Article |
══════════════════════════════
Re: prefix compression implementation

Matt Corgan Fri, 16 Sep 2011 18:47:45 -0700

I'm a little confused over the direction of the DBBs in general, hence the
lack of clarity in my code.


I see value in doing fine-grained parsing of the DBB if you're going to have
a large block of data and only want to retrieve a small KV from the middle
of it.  With this trie design, you can navigate your way through the DBB
without copying hardly anything to the heap.  It would be a shame blow away
your entire L1 cache by loading a whole 256KB block onto heap if you only
want to read 200 bytes out of the middle... it can be done
ultra-efficiently.

The problem is if you're going to iterate through an entire block made of
5000 small KV's doing thousands of DBB.get(index) calls.  Those are like 10x
slower than byte[index] calls.  In that case, if it's a DBB, you want to
copy the full block on-heap and access it through the byte[] interface.  If
it's a HeapBB, then you already have access to the underlying byte[].

So there's possibly value in implementing both methods.  The main problem i
see is a lack of interfaces in the current code base.  I'll throw one
suggestion out there as food for thought.  Create a new interface:

interface HCell{
  byte[] getRow();
  byte[] getFamily();
  byte[] getQualifier();
  long getTimestamp();
  byte getType();
  byte[] getValue();

  //plus an endless list of convenience methods:
  int getKeyLength();
  KeyValue getKeyValue();
  boolean isDelete();
  //etc, etc (or put these in sub-interface)
}

We could start by making KeyValue implement that interface and then slowly
change pieces of the code base to use HCell.  That will allow us to start
elegantly working in different implementations.
PtKeyValue<https://github.com/hotpads/hbase-prefix-trie/blob/master/src/org/apache/hadoop/hbase/keyvalue/trie/compact/read/PtKeyValue.java>would
be one of them.  During the transition, you can always call
PtKeyValue.getCopiedKeyValue() which will instantiate a new byte[] in the
traditional KeyValue format.

We'd also want an interface for HFileBlock, and a few others...

Some of this stuff is overwhelming to think about in parallel with the
existing hbase code, but it's actually not very complicated from a
standalone perspective.  If you can isolate it into a module behind an
interface, then it's just a bunch of converting things to bytes and back.
 There are (hopefully) no exceptions, gc pauses, cascading failures, etc...
all the things that are hard to handle to begin with and especially time
consuming to debug, emulate, and write tests for.  There's not even
multi-threading!  It's pretty easy to write tests for it and then never look
at it again.

Matt

On Fri, Sep 16, 2011 at 6:08 PM, Ryan Rawson <[email protected]> wrote:

> Hey this stuff looks really interesting!
══════════════════════════════
Bounding box annotation entries |
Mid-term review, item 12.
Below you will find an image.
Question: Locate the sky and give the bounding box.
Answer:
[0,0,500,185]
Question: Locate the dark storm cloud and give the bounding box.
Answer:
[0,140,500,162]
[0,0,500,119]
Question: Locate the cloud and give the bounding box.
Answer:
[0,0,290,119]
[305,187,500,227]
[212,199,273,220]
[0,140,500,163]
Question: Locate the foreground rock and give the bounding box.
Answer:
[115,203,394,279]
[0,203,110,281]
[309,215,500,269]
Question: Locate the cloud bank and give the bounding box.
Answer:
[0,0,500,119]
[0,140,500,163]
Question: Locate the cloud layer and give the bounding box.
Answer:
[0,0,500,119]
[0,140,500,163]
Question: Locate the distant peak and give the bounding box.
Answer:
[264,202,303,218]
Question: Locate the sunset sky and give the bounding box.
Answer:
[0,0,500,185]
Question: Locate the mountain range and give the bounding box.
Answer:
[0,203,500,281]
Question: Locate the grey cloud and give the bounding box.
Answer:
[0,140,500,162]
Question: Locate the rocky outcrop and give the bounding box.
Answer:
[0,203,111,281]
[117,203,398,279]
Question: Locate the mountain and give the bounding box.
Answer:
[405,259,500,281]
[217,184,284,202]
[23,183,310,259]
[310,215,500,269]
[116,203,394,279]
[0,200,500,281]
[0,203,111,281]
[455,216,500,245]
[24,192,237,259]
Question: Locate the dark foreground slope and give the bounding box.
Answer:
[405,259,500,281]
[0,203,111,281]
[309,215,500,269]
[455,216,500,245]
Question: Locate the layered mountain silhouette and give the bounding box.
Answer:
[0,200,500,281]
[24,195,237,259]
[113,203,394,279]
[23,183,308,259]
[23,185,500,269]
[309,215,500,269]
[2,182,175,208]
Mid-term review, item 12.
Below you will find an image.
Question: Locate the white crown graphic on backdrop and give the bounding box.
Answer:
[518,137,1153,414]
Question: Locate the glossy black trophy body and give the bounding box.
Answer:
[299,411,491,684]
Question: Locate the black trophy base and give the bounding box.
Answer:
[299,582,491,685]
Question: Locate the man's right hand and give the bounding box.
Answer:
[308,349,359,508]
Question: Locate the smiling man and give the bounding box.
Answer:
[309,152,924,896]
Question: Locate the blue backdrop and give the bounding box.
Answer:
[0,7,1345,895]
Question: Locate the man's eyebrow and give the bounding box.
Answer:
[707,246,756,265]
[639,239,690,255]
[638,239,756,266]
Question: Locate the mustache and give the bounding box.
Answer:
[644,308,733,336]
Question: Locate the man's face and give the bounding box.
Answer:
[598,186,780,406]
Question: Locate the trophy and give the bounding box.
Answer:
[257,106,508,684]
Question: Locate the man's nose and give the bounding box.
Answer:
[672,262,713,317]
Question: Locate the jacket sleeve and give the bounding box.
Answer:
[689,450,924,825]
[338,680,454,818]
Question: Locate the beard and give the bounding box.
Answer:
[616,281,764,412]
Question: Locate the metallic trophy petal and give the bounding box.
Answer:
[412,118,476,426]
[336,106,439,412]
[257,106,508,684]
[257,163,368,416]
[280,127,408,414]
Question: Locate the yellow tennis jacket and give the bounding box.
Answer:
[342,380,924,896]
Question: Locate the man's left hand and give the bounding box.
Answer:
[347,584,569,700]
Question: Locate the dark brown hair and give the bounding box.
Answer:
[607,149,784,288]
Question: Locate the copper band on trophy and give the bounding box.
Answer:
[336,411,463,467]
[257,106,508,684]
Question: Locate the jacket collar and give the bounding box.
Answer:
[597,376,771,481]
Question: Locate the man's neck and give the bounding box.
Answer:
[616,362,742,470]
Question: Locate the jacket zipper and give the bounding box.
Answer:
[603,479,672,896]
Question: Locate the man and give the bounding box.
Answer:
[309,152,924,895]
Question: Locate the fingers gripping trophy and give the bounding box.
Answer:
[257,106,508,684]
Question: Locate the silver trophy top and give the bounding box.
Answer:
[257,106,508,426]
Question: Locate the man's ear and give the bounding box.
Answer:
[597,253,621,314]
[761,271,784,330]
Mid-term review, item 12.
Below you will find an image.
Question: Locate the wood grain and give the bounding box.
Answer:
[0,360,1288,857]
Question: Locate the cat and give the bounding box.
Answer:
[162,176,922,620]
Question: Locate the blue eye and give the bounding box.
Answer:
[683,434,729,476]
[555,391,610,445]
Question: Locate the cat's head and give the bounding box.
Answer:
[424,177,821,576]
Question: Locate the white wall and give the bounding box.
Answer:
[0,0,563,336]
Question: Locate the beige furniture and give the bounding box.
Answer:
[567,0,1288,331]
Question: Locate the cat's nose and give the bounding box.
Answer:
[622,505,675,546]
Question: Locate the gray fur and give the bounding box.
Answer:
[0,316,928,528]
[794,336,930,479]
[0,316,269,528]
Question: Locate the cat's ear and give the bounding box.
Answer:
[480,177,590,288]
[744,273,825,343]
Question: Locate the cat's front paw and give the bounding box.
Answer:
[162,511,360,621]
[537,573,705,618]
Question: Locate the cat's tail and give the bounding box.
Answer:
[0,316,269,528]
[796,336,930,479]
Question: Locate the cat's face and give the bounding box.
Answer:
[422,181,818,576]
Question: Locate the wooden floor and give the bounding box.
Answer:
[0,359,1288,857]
══════════════════════════════
Actions to take |
- a) In the prefix compression message, how much slower than byte[index] calls are DBB.get(index) calls?
- b) Write the next part of the prefix compression thread after its final line.

Task-by-task answers |
- a) About 10x slower.

- b)
>
> On the ByteBuffer, the 'array' byte[] access to the underlying data is
> totally incompatible with the 'off heap' features that are implemented
> by DirectByteBuffer.  While people talk about DBB in terms of nio
> performance, if you have to roundtrip the data thru java code, I'm not
> sure it buys you much - you still need to move data in and out of the
> main Java heap.  Typically this is geared more towards apps which read
> and write from/to socket/files with minimal processing.
>
> While in the past I have been pretty bullish on off-heap caching for
> HBase, I have since changed my mind due to the poor API (ByteBuffer is
> a sucky way to access data structures in ram), and other reasons (ping
> me off list if you want).  The KeyValue code pretty much presumes that
> data is in byte[] anyways, and I had thought that even with off-heap
> caching, we'd still have to copy KeyValues into main-heap during
> scanning anyways.
>
> Given the minimal size of the hfile blocks, I really dont see an issue
> with buffering a block output - especially if the savings is fairly
> substantial.
>
> Thanks,
> -ryan
>
> On Fri, Sep 16, 2011 at 5:48 PM, Matt Corgan <[email protected]> wrote:
> > Jacek,
> >
> > Thanks for helping out with this.  I implemented most of the DeltaEncoder
> > and DeltaEncoderSeeker.  I haven't taken the time to generate a good set
> of
> > test data for any of this, but it does pass on some very small input data
> > that aims to cover the edge cases i can think of.  Perhaps you have full
> > HFiles you can run through it.
> >
> >
> https://github.com/hotpads/hbase-prefix-trie/tree/master/src/org/apache/hadoop/hbase/keyvalue/trie/deltaencoder
> >
> > I also put some notes on the PtDeltaEncoder regarding how the prefix trie
> > should be optimally used.  I can't think of a situation where you'd want
> to
> > blow it up into the full uncompressed KeyValue ByteBuffer, so
> implementing
> > the DeltaEncoder interface is a mismatch, but I realize it's only a
> starting
> > point.
> >
> > You also would never really have a full ByteBuffer of KeyValues to pass
> to
> > it for compression.  Typically, you'd be passing individual KeyValues
> from
> > the memstore flush or from a collection of HFiles being merged through a
> > PriorityQueue.
> >
> > The end goal is to operate on the encoded trie without decompressing it.
> >  Long term, and in certain circumstances, it may even be possible to pass
> > the compressed trie over the wire to the client who can then decode it.
> >
> > Let me know if I implemented that the way you had in mind.  I haven't
> done
> > the seekTo method yet, but will try to do that next week.
> >
> > Matt
> >
> > On Wed, Sep 14, 2011 at 3:43 PM, Jacek Migdal <[email protected]> wrote:
> >
> >> Matt,
> >>
> >> Thanks a lot for the code. Great job!
> >>
> >> As I mentioned in JIRA I work full time on the delta encoding [1]. Right
> >> now the code and integration is almost done. Most of the parts are under
> >> review. Since it is a big change will plan to test it very carefully.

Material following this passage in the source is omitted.